------ Verilen metin ------

Oruç Bey Mescidi (Merkez)
Kayabey Mahallesi’ndedir. Rumeli’ye geçen Osmanlı komutanlarından Oruç Bey adına 1471 yılında yapılmıştır. Ancak çeşitli yıllarda yapılan onarımlarla özgün biçimini kaybetmiştir.
Alaca Mescit Camisi (Merkez)
Kitabesi günümüze ulaşamadığından yapım tarihi ve banisi belli değildir. Son onarımını 1911’de geçirmiştir. Tarihi yönden önemli olan camide Balıkesir’deki Kuvay-i Milliye Hareketi’nin ilk kararları alınmıştır (1919).
Bu Camilerin dışında Balıkesir merkezinde, Vicdaniye Camisi (1895), Sultan II.Abdülhamid zamanında yapılan Eminağa Camisi (1897 Sultan Abdülaziz tarafından yaptırılan Kırımlılar Camisi (1862) bulunmaktadır.

------

- [Kısa görev]:
Balıkesir camileri metninde "Oruç Bey Mescidi" sözlerinden "kararları alınmıştır (1919)." sözlerine kadar her şeyi "Oruç Bey" yerine "Orhan Bey" yazarak güncelleyin ve lütfen yeniden verin.

------ Veri kümesi satırları ------

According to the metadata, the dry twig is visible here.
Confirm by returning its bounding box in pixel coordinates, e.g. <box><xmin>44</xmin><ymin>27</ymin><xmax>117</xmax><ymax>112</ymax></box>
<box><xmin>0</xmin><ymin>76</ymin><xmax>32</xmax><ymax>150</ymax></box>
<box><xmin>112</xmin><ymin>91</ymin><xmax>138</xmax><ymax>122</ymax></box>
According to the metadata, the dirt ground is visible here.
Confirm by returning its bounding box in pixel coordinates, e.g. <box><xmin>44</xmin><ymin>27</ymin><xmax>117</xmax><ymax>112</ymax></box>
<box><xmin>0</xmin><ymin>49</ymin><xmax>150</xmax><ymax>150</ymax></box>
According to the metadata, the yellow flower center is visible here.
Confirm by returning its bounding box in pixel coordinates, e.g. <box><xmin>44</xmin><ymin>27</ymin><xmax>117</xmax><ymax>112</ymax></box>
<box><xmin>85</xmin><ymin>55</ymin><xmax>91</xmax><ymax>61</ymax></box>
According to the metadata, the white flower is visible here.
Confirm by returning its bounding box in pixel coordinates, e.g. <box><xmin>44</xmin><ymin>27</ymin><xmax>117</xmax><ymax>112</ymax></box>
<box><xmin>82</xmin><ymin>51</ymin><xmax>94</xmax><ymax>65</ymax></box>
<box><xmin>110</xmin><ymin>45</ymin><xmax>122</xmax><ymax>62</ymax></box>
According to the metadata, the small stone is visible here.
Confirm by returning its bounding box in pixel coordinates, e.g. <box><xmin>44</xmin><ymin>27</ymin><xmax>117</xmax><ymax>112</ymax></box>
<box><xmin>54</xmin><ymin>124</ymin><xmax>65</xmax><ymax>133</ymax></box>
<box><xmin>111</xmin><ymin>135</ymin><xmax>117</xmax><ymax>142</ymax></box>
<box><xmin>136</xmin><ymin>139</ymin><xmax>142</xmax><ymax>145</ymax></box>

------

- [Tam yanıt]:
Orhan Bey Mescidi (Merkez)
Kayabey Mahallesi’ndedir. Rumeli’ye geçen Osmanlı komutanlarından Orhan Bey adına 1471 yılında yapılmıştır. Ancak çeşitli yıllarda yapılan onarımlarla özgün biçimini kaybetmiştir.
Alaca Mescit Camisi (Merkez)
Kitabesi günümüze ulaşamadığından yapım tarihi ve banisi belli değildir. Son onarımını 1911’de geçirmiştir. Tarihi yönden önemli olan camide Balıkesir’deki Kuvay-i Milliye Hareketi’nin ilk kararları alınmıştır (1919).